Below are records. Return each one exactly as written.

[Recorded data]
════
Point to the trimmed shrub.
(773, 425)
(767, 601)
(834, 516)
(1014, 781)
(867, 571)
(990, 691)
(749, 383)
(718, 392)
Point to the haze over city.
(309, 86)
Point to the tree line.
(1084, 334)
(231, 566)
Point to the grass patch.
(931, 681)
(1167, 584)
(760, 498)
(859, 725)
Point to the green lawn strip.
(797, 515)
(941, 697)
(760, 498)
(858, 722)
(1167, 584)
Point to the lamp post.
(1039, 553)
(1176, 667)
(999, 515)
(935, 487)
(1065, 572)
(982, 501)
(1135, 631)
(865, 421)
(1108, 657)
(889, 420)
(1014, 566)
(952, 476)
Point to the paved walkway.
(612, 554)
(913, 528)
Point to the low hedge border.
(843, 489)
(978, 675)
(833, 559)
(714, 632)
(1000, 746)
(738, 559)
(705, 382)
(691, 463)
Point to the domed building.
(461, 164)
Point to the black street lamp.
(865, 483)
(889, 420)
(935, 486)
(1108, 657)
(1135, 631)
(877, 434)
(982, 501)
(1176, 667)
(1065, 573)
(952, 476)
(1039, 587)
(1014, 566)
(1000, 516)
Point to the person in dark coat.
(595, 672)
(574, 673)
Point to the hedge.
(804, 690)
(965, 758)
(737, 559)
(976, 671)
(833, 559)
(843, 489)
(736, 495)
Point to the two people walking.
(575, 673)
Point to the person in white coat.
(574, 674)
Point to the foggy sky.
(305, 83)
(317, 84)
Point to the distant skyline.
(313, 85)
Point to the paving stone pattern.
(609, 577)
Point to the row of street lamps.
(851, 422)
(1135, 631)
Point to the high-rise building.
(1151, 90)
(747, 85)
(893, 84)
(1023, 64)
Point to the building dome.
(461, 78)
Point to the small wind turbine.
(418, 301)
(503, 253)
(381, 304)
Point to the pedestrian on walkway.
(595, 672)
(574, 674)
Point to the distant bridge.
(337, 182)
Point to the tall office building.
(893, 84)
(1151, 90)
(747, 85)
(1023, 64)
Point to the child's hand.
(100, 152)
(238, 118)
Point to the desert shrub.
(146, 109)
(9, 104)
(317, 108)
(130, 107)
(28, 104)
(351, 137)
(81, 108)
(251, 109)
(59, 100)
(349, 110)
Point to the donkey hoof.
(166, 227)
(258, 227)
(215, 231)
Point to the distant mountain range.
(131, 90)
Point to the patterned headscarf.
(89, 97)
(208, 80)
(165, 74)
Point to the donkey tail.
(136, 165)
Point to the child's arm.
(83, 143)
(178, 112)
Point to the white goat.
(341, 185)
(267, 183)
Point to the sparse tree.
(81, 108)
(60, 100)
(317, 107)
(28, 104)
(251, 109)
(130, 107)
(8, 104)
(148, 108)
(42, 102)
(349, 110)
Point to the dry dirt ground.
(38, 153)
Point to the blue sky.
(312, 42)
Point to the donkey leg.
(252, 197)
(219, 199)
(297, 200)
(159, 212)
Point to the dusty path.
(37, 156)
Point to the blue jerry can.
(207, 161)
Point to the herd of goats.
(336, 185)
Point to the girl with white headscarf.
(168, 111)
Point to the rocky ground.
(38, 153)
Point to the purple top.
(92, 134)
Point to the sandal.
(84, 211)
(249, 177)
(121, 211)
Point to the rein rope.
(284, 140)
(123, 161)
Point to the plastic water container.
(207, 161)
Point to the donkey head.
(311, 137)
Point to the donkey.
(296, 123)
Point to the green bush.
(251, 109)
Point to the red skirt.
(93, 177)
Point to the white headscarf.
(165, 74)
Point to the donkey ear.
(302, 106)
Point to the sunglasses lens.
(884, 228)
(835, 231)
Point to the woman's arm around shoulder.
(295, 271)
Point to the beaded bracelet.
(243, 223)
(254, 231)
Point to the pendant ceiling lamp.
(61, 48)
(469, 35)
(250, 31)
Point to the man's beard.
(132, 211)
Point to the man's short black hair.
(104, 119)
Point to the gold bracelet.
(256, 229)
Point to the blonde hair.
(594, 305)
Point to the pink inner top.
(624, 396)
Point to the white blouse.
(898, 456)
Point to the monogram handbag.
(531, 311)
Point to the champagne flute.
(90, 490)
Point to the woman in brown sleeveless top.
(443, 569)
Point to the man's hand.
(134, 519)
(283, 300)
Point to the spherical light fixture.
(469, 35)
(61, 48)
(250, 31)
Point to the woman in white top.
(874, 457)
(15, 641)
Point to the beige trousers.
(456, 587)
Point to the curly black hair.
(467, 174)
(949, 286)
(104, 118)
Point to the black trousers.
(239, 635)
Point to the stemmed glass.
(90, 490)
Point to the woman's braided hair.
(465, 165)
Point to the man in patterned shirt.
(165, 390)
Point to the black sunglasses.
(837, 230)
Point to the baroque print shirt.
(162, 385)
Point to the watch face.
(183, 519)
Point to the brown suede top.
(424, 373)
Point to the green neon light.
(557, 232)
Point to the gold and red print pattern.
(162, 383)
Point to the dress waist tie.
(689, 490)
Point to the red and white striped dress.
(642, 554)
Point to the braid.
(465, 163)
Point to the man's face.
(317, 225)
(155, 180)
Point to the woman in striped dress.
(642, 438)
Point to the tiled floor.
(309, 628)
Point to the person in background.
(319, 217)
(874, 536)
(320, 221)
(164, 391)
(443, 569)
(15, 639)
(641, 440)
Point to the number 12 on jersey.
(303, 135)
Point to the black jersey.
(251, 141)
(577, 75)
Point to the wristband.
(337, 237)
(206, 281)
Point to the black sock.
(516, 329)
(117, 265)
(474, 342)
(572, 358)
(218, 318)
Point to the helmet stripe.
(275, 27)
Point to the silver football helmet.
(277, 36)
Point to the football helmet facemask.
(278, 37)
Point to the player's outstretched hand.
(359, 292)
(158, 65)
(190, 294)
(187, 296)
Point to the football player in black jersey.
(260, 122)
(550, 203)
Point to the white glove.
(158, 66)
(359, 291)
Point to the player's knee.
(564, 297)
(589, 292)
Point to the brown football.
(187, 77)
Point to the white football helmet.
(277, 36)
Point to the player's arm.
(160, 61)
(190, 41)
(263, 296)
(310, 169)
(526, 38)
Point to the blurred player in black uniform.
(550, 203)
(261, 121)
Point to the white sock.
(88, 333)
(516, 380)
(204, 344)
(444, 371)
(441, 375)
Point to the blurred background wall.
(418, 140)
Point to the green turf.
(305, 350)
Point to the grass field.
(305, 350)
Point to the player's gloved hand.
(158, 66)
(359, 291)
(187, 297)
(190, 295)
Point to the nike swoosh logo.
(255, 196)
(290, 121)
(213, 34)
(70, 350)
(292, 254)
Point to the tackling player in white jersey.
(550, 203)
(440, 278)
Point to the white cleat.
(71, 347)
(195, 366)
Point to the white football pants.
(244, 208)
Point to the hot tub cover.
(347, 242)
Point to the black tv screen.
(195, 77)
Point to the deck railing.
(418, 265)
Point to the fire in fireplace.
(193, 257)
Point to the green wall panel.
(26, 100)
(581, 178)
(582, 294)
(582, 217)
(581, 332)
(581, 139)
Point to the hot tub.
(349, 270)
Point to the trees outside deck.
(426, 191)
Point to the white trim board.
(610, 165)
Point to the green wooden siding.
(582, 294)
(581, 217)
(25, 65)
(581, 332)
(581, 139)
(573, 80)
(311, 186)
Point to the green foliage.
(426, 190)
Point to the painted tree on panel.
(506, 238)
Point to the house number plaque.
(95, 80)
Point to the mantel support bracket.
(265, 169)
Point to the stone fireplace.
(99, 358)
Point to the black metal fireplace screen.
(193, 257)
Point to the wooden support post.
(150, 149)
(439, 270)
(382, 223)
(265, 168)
════
COMPLETED EXERCISE —
Point to the trimmed shrub.
(773, 425)
(767, 601)
(834, 516)
(1014, 781)
(867, 571)
(990, 691)
(749, 383)
(718, 392)
Point to the haze over city.
(309, 86)
Point to the tree line.
(1084, 334)
(231, 566)
Point to the grass patch.
(931, 681)
(1167, 584)
(760, 498)
(859, 725)
Point to the green lawn strip.
(797, 515)
(941, 697)
(760, 498)
(858, 722)
(1167, 584)
Point to the lamp post.
(1039, 553)
(1176, 667)
(999, 515)
(935, 487)
(1065, 572)
(982, 501)
(1135, 631)
(865, 421)
(1108, 657)
(889, 420)
(1014, 566)
(952, 476)
Point to the paved walkway.
(612, 554)
(913, 528)
Point to the low hedge border.
(843, 489)
(978, 675)
(833, 559)
(714, 632)
(1000, 746)
(738, 559)
(705, 382)
(691, 463)
Point to the domed building.
(461, 164)
Point to the black street lamp.
(865, 483)
(889, 420)
(935, 486)
(1108, 657)
(1135, 631)
(877, 434)
(982, 501)
(1176, 667)
(1065, 573)
(952, 476)
(1039, 587)
(1014, 566)
(1000, 516)
Point to the person in dark coat.
(595, 672)
(574, 673)
Point to the hedge.
(804, 690)
(965, 758)
(737, 559)
(976, 671)
(833, 559)
(843, 489)
(736, 495)
Point to the two people walking.
(575, 673)
Point to the person in white coat.
(574, 674)
Point to the foggy sky.
(305, 83)
(317, 84)
Point to the distant skyline.
(313, 85)
Point to the paving stone pattern.
(609, 577)
Point to the row of street lamps.
(851, 422)
(1135, 631)
Point to the high-rise building.
(1151, 90)
(747, 85)
(893, 84)
(1023, 64)
Point to the building dome.
(461, 78)
Point to the small wind turbine.
(418, 301)
(503, 253)
(381, 304)
Point to the pedestrian on walkway.
(595, 672)
(574, 674)
Point to the distant bridge.
(337, 182)
Point to the tall office building.
(893, 84)
(1151, 90)
(747, 85)
(1023, 64)
Point to the child's hand.
(100, 152)
(238, 118)
Point to the desert shrub.
(146, 109)
(9, 104)
(317, 108)
(130, 107)
(28, 104)
(351, 137)
(81, 108)
(251, 109)
(59, 100)
(349, 110)
Point to the donkey hoof.
(166, 227)
(258, 227)
(215, 231)
Point to the distant mountain range.
(131, 90)
Point to the patterned headscarf.
(89, 97)
(208, 80)
(165, 74)
Point to the donkey tail.
(136, 165)
Point to the child's arm.
(83, 143)
(178, 112)
Point to the white goat.
(341, 185)
(267, 183)
Point to the sparse tree.
(81, 108)
(60, 100)
(317, 107)
(28, 104)
(251, 109)
(130, 107)
(8, 104)
(148, 108)
(42, 102)
(349, 110)
Point to the dry dirt ground.
(38, 153)
Point to the blue sky.
(312, 42)
Point to the donkey leg.
(252, 197)
(219, 199)
(297, 200)
(159, 212)
Point to the dusty path.
(37, 156)
Point to the blue jerry can.
(207, 161)
Point to the herd of goats.
(336, 185)
Point to the girl with white headscarf.
(168, 111)
Point to the rocky ground.
(38, 153)
Point to the purple top.
(92, 134)
Point to the sandal.
(84, 211)
(249, 177)
(121, 211)
Point to the rein rope.
(284, 140)
(123, 161)
Point to the plastic water container.
(207, 161)
Point to the donkey head.
(311, 137)
Point to the donkey.
(296, 123)
Point to the green bush.
(251, 109)
Point to the red skirt.
(93, 177)
Point to the white headscarf.
(165, 74)
Point to the donkey ear.
(302, 106)
Point to the sunglasses lens.
(884, 228)
(835, 231)
Point to the woman's arm around shoulder.
(295, 271)
Point to the beaded bracelet.
(243, 223)
(254, 231)
Point to the pendant ceiling lamp.
(61, 48)
(469, 35)
(250, 31)
Point to the man's beard.
(132, 211)
Point to the man's short black hair.
(104, 119)
Point to the gold bracelet.
(256, 229)
Point to the blonde hair.
(594, 305)
Point to the pink inner top.
(624, 396)
Point to the white blouse.
(898, 456)
Point to the monogram handbag.
(531, 311)
Point to the champagne flute.
(90, 490)
Point to the woman in brown sleeveless top.
(443, 569)
Point to the man's hand.
(134, 519)
(283, 300)
Point to the spherical light fixture.
(469, 35)
(61, 48)
(250, 31)
Point to the woman in white top.
(874, 457)
(15, 641)
Point to the beige trousers.
(456, 587)
Point to the curly black hair.
(467, 174)
(949, 286)
(104, 118)
Point to the black trousers.
(239, 635)
Point to the stemmed glass.
(90, 490)
Point to the woman's braided hair.
(465, 165)
Point to the man in patterned shirt.
(165, 390)
Point to the black sunglasses.
(837, 230)
Point to the baroque print shirt.
(162, 385)
Point to the watch face.
(183, 519)
Point to the brown suede top.
(424, 373)
Point to the green neon light.
(557, 232)
Point to the gold and red print pattern.
(162, 383)
Point to the dress waist tie.
(689, 490)
Point to the red and white striped dress.
(642, 554)
Point to the braid.
(465, 163)
Point to the man's face.
(317, 225)
(155, 180)
Point to the woman in striped dress.
(642, 438)
Point to the tiled floor.
(309, 628)
Point to the person in background.
(319, 217)
(874, 536)
(320, 221)
(164, 391)
(443, 569)
(15, 639)
(641, 440)
Point to the number 12 on jersey.
(303, 135)
Point to the black jersey.
(251, 141)
(577, 75)
Point to the wristband.
(337, 237)
(206, 281)
Point to the black sock.
(516, 329)
(117, 265)
(474, 342)
(572, 358)
(218, 318)
Point to the helmet stripe.
(275, 27)
Point to the silver football helmet.
(277, 36)
Point to the football helmet facemask.
(278, 37)
Point to the player's outstretched hand.
(359, 292)
(158, 65)
(190, 294)
(187, 296)
Point to the football player in black jersey.
(260, 122)
(550, 203)
Point to the white glove.
(158, 66)
(359, 291)
Point to the player's knee.
(564, 297)
(589, 292)
Point to the brown football.
(187, 77)
Point to the white football helmet.
(277, 36)
Point to the player's arm.
(160, 61)
(190, 41)
(263, 296)
(310, 169)
(526, 38)
Point to the blurred player in black uniform.
(550, 203)
(261, 121)
Point to the white sock.
(88, 333)
(516, 380)
(204, 344)
(444, 371)
(441, 375)
Point to the blurred background wall.
(418, 140)
Point to the green turf.
(305, 350)
Point to the grass field.
(305, 350)
Point to the player's gloved hand.
(158, 66)
(359, 291)
(187, 297)
(190, 295)
Point to the nike swoosh logo.
(255, 196)
(290, 121)
(213, 34)
(70, 350)
(292, 254)
Point to the tackling player in white jersey.
(550, 203)
(440, 278)
Point to the white cleat.
(71, 347)
(195, 366)
Point to the white football pants.
(244, 208)
Point to the hot tub cover.
(347, 242)
Point to the black tv screen.
(195, 77)
Point to the deck railing.
(418, 265)
Point to the fire in fireplace.
(193, 257)
Point to the green wall panel.
(26, 100)
(581, 178)
(582, 294)
(582, 217)
(581, 332)
(581, 139)
Point to the hot tub.
(349, 270)
Point to the trees outside deck.
(426, 191)
Point to the white trim board.
(610, 165)
Point to the green wooden siding.
(582, 294)
(581, 217)
(25, 65)
(581, 332)
(581, 139)
(573, 80)
(311, 186)
Point to the green foliage.
(426, 190)
Point to the painted tree on panel.
(506, 238)
Point to the house number plaque.
(95, 80)
Point to the mantel support bracket.
(265, 169)
Point to the stone fireplace.
(99, 358)
Point to the black metal fireplace screen.
(193, 257)
Point to the wooden support post.
(150, 149)
(439, 270)
(382, 223)
(265, 168)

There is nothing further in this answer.